__RECORDS FOR THE TASK__:
========
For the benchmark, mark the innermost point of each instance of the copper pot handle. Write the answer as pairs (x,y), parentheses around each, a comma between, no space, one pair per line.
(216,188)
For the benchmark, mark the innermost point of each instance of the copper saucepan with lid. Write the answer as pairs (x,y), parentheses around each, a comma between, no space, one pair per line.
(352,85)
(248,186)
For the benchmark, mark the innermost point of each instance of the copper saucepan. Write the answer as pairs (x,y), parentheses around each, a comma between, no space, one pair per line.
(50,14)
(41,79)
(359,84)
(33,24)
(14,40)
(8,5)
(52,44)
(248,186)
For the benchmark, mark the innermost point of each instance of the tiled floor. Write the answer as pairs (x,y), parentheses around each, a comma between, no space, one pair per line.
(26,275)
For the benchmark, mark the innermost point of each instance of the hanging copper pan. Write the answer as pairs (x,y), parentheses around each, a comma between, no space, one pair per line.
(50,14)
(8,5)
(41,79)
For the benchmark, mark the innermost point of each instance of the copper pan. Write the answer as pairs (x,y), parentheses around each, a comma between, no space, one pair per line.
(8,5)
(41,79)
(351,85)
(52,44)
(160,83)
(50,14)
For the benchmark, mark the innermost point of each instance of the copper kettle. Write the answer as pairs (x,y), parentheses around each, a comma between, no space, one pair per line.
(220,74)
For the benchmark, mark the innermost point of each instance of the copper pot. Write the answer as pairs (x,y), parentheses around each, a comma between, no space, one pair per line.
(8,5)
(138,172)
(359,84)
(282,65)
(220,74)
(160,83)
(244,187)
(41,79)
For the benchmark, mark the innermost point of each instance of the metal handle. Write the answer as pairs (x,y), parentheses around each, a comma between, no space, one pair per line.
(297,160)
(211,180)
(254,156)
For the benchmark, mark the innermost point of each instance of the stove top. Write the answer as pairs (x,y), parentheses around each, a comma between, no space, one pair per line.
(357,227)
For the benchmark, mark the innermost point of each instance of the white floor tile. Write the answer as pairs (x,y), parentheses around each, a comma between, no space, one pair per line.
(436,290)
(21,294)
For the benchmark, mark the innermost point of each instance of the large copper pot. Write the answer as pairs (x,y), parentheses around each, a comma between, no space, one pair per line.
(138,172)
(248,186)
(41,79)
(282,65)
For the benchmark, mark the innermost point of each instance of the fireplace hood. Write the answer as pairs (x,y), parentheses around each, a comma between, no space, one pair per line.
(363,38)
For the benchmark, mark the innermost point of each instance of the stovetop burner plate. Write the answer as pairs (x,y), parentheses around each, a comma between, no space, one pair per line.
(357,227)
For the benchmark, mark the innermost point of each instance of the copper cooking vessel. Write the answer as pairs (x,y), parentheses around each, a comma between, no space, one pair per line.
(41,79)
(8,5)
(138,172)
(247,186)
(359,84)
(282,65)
========
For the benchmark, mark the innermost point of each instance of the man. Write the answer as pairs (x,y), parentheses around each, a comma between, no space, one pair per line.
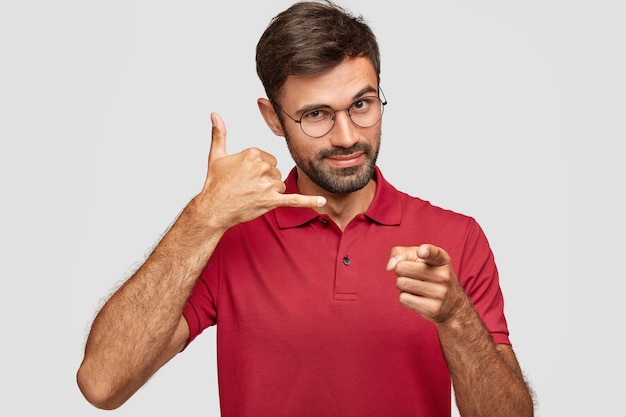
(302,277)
========
Report each line above that contains the word "floor", copying every such line in full.

For the benchmark, mark the innermost point of each instance of the tiled floor. Write the answer as pairs (x,y), parentheses around each, a comma between, no space, one pair per line.
For the benchmark, mark the innermost point of each instance of the white floor tile. Write the answer as pairs (x,y), parentheses around each, a comma between, no space, one pair per line.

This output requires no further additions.